— BEGIN Raw records —
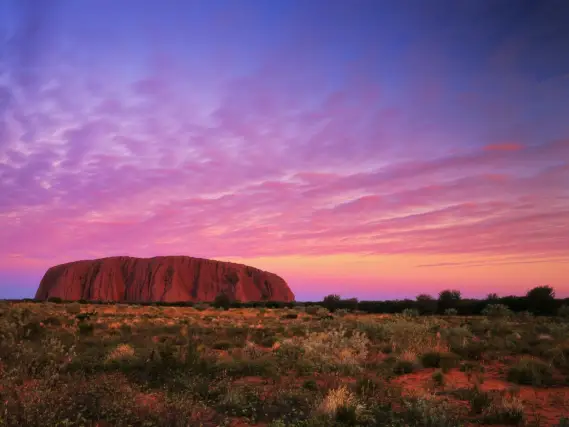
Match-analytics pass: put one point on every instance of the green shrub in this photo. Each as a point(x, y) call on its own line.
point(479, 400)
point(423, 412)
point(403, 367)
point(496, 310)
point(290, 316)
point(86, 328)
point(443, 360)
point(310, 385)
point(312, 309)
point(222, 345)
point(507, 411)
point(531, 372)
point(410, 312)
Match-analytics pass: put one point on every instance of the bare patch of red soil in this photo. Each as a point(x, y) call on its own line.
point(546, 405)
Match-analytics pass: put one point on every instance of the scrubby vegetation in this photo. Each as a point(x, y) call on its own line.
point(323, 364)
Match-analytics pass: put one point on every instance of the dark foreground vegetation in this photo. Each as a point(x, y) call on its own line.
point(330, 364)
point(538, 301)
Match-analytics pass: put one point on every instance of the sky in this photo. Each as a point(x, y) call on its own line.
point(374, 149)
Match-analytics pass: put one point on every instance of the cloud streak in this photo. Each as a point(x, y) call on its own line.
point(290, 150)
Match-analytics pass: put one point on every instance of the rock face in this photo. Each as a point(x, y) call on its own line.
point(165, 279)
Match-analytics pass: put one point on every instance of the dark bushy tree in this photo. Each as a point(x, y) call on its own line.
point(331, 302)
point(426, 304)
point(449, 298)
point(541, 300)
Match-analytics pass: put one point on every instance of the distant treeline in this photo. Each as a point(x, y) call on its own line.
point(539, 301)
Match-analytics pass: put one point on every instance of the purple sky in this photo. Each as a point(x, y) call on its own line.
point(369, 148)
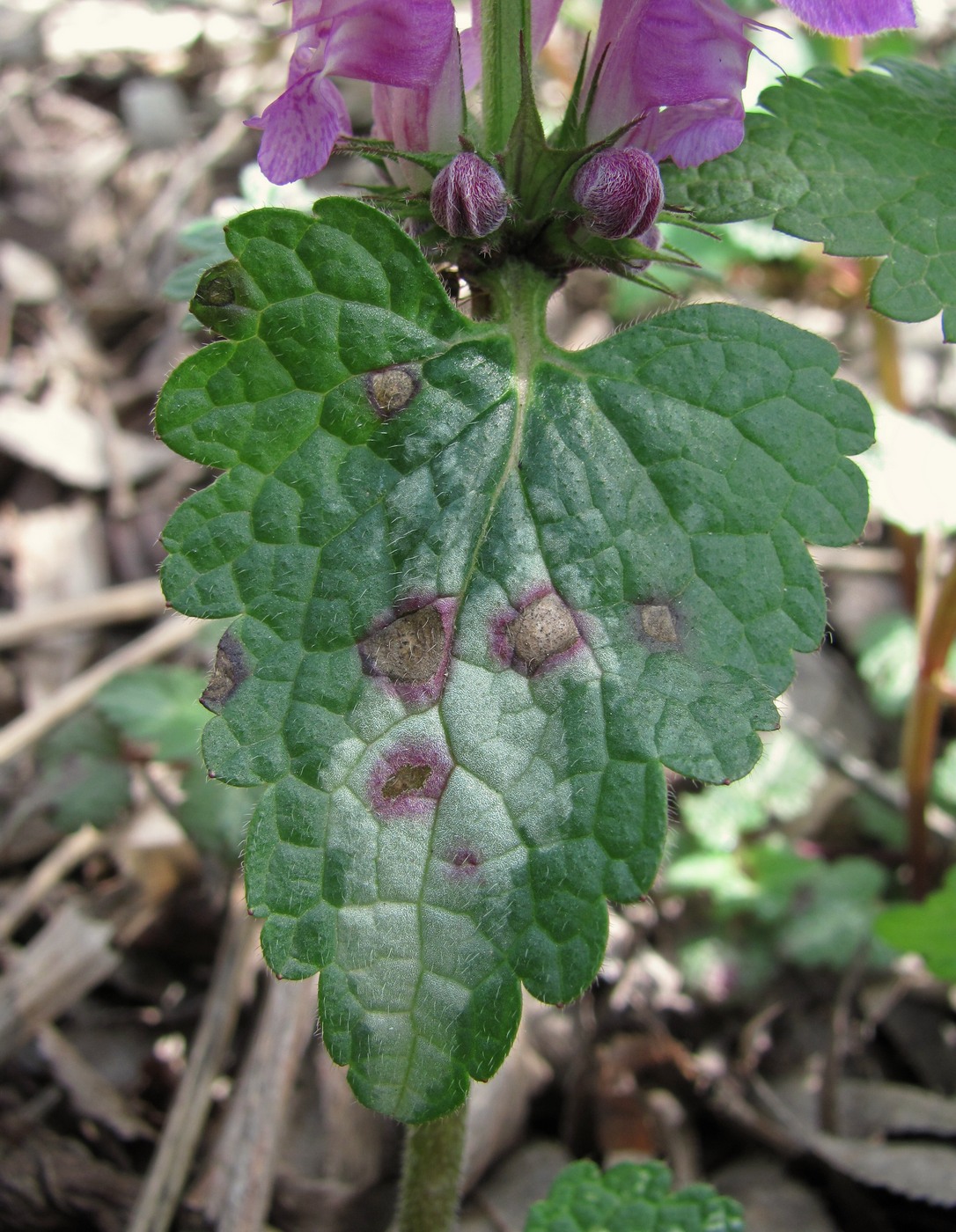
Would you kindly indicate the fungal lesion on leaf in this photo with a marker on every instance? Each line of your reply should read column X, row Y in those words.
column 230, row 671
column 543, row 630
column 408, row 779
column 404, row 779
column 413, row 650
column 409, row 649
column 391, row 390
column 659, row 626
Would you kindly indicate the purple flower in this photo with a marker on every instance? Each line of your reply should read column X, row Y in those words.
column 392, row 43
column 681, row 67
column 620, row 193
column 848, row 18
column 425, row 119
column 468, row 197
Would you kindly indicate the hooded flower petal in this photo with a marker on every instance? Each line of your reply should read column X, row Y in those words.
column 845, row 18
column 394, row 43
column 299, row 129
column 428, row 119
column 689, row 58
column 397, row 45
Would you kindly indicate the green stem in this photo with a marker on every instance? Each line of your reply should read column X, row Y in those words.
column 430, row 1174
column 922, row 724
column 503, row 22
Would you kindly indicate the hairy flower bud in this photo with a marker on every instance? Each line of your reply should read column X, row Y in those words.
column 620, row 193
column 468, row 197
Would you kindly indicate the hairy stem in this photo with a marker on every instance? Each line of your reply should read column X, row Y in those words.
column 430, row 1174
column 503, row 22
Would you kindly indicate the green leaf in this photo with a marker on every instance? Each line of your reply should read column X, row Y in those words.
column 836, row 915
column 888, row 662
column 486, row 589
column 927, row 928
column 157, row 708
column 631, row 1198
column 83, row 779
column 780, row 785
column 213, row 815
column 864, row 164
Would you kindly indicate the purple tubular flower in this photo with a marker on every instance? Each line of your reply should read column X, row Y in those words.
column 620, row 193
column 468, row 197
column 397, row 45
column 847, row 18
column 681, row 67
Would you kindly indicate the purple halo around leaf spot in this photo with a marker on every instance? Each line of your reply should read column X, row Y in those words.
column 409, row 649
column 408, row 780
column 543, row 634
column 847, row 18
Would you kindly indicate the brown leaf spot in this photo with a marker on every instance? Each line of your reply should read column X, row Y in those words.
— END Raw records —
## Task goal
Rewrite the lines of the items as a JSON list of strings, one string per line, with blank lines left out and the pictures omitted.

## Finished answer
[
  "Match-analytics pass: put one point on every instance of the green shrub in this photo. Each as a point(x, y) call on its own line.",
  "point(479, 400)",
  "point(423, 412)",
  "point(403, 367)",
  "point(496, 310)",
  "point(290, 316)",
  "point(86, 328)",
  "point(443, 360)",
  "point(310, 385)",
  "point(312, 309)",
  "point(222, 345)",
  "point(507, 411)",
  "point(531, 372)",
  "point(410, 312)",
  "Match-analytics pass: put one point on every instance of the bare patch of red soil in this photo. Each as a point(x, y) call on its own line.",
  "point(546, 405)",
  "Match-analytics pass: put one point on every instance of the scrubby vegetation in this photo. Each as a point(x, y) call on its own line.",
  "point(323, 364)",
  "Match-analytics pass: put one point on every instance of the dark foreground vegetation in this photo. Each as a point(x, y) call on its own line.",
  "point(330, 364)",
  "point(538, 301)",
  "Match-analytics pass: put one point on every instance of the sky in this photo. Each as a point(x, y) call on its own line.",
  "point(374, 149)",
  "Match-analytics pass: put one point on every instance of the cloud streak in this photo. Each as a point(x, y) call on its own line.",
  "point(290, 150)",
  "Match-analytics pass: put one point on every instance of the rock face in this photo. Each as a point(x, y) call on its own line.",
  "point(165, 279)",
  "Match-analytics pass: put one point on every instance of the dark bushy tree in this photo. Each as a point(x, y) call on its own line.",
  "point(331, 302)",
  "point(426, 304)",
  "point(449, 298)",
  "point(541, 300)",
  "Match-analytics pass: put one point on every instance of the distant treeline in this photo. Each as a point(x, y) call on its own line.",
  "point(539, 301)",
  "Match-analytics pass: put one point on every instance of the purple sky in this photo. Each as a point(x, y) call on its own line.",
  "point(369, 148)",
  "Would you kindly indicate the fungal lesion on leaf in this photo with a marker on every instance? Each line of your reply should read column X, row Y in those words.",
  "column 230, row 671",
  "column 543, row 630",
  "column 408, row 779",
  "column 404, row 779",
  "column 413, row 650",
  "column 409, row 649",
  "column 391, row 390",
  "column 659, row 626",
  "Would you kindly indicate the purple flower in this photo with a marker on every instance? Each line of your reply should read column X, row Y in those words.",
  "column 392, row 43",
  "column 681, row 67",
  "column 620, row 193",
  "column 848, row 18",
  "column 425, row 119",
  "column 468, row 197",
  "Would you kindly indicate the hooded flower petal in this photo with a marker on every instance? Each line of your reply should read column X, row Y in those words.",
  "column 845, row 18",
  "column 394, row 43",
  "column 299, row 129",
  "column 428, row 119",
  "column 689, row 58",
  "column 397, row 45",
  "Would you kindly indicate the green stem in this photo with a marker on every instance? Each line of your reply should read column X, row Y in those words.",
  "column 430, row 1174",
  "column 922, row 724",
  "column 503, row 22",
  "Would you kindly indicate the hairy flower bud in this photo with a marker on every instance? Each line of your reply should read column X, row Y in those words.",
  "column 620, row 193",
  "column 468, row 197",
  "Would you kindly indicate the hairy stem in this photo with a marker on every instance? Each line of your reply should read column X, row Y in those words.",
  "column 430, row 1174",
  "column 503, row 22",
  "Would you kindly indicate the green leaf in this photo with a marker on every instance? Each line of your reply should read column X, row Y in those words.",
  "column 836, row 915",
  "column 888, row 662",
  "column 486, row 589",
  "column 927, row 928",
  "column 157, row 708",
  "column 631, row 1198",
  "column 83, row 779",
  "column 780, row 785",
  "column 213, row 815",
  "column 864, row 164",
  "Would you kindly indicate the purple tubular flower in this photo with a marker on every instance? Each line of your reply should read column X, row Y in those words.",
  "column 620, row 193",
  "column 468, row 197",
  "column 397, row 45",
  "column 847, row 18",
  "column 681, row 67",
  "Would you kindly indicate the purple halo around leaf spot in this photo with a marker on every instance? Each line of your reply should read column X, row Y in those words.",
  "column 409, row 649",
  "column 408, row 780",
  "column 543, row 634",
  "column 847, row 18",
  "Would you kindly indicate the brown leaf spot in this photo with a marker on every instance? Each line of your reply should read column X, row Y in those words."
]